» Required work
Please rescale the stretch from the line containing "Please spot the clear" through the end of the entries, both ends included, rewriting every line with the requests left unchanged. Multiply each coordinate in the answers by 0.3 and round it to a whole number, with halves rounding up.

» Rows
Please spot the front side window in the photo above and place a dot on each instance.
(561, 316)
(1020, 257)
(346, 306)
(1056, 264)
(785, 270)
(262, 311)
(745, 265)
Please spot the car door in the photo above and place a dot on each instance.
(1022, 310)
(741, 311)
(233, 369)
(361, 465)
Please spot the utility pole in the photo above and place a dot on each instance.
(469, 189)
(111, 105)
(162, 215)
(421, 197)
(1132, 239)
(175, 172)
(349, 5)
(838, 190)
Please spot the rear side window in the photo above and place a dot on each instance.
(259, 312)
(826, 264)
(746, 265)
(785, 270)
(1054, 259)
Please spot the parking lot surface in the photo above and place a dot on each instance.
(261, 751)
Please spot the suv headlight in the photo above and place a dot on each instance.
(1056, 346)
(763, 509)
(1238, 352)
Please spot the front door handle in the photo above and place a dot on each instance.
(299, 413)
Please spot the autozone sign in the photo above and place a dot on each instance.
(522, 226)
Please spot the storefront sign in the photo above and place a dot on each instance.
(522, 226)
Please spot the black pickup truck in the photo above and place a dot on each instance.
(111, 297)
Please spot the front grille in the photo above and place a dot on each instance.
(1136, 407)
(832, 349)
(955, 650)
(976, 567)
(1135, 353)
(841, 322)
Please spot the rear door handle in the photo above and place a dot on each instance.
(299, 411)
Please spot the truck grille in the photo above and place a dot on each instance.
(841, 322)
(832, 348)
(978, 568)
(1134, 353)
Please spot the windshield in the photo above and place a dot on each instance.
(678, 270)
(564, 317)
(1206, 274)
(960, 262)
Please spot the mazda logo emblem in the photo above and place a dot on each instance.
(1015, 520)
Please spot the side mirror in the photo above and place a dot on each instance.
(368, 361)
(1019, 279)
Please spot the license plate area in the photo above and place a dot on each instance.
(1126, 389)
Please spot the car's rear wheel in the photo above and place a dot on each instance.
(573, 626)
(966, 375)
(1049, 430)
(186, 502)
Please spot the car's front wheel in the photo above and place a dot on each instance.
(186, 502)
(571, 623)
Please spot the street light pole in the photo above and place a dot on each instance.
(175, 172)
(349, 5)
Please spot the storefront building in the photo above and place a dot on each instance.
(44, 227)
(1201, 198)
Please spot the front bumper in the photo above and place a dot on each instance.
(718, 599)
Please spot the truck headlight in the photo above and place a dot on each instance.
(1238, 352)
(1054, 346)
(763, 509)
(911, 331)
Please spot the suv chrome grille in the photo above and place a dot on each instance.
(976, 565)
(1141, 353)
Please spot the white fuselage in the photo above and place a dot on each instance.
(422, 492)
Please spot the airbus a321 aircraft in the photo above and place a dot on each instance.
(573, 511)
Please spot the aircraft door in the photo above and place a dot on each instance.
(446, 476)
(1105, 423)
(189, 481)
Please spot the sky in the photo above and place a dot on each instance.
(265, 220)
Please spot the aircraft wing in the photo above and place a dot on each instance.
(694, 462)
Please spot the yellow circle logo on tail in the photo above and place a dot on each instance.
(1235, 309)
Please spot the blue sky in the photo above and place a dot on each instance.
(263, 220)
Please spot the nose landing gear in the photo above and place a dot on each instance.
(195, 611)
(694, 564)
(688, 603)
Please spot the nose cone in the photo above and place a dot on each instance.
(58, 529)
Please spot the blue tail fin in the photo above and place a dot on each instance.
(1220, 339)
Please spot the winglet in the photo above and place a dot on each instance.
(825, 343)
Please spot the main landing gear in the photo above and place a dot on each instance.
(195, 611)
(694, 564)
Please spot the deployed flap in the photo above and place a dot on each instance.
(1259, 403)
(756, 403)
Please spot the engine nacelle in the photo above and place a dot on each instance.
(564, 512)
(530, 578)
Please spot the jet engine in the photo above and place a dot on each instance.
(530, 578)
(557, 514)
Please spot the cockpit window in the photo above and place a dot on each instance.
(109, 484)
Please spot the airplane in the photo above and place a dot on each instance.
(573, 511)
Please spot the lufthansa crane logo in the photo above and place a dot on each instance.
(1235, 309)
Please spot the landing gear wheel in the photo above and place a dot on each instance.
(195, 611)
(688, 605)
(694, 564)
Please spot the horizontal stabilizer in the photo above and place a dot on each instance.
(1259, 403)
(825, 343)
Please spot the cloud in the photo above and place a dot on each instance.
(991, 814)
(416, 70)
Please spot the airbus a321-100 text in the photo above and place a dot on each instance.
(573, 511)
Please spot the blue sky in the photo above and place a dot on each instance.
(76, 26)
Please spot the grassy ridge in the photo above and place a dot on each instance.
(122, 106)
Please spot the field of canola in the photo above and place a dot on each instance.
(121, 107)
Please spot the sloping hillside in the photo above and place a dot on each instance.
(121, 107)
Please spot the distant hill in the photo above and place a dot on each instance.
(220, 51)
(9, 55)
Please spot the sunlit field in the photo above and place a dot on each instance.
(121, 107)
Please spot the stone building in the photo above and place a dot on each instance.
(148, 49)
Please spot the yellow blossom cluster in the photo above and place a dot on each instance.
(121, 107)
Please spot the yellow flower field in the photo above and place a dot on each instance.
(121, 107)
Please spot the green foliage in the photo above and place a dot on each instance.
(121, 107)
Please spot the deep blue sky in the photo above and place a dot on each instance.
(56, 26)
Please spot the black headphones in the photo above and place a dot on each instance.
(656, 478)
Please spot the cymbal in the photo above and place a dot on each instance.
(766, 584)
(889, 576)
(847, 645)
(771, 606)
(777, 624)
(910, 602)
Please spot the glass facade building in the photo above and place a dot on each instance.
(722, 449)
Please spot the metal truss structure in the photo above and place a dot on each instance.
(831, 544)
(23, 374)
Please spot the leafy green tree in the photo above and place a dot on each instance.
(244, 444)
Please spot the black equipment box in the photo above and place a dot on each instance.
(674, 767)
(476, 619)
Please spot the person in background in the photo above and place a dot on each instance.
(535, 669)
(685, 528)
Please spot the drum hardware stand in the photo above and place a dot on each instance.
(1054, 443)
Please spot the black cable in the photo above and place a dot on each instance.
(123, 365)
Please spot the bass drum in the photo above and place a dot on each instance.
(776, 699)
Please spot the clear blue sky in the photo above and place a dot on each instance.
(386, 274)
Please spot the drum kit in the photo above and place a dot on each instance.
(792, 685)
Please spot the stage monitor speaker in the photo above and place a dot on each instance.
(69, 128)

» Correct response
Please spot the clear blue sky in the photo above and place a dot on each instance.
(116, 82)
Please spot the drum kit in the photo above and place a dot on each instance.
(238, 206)
Please spot the stage monitor speaker in the photo above and place a dot on each instance.
(21, 38)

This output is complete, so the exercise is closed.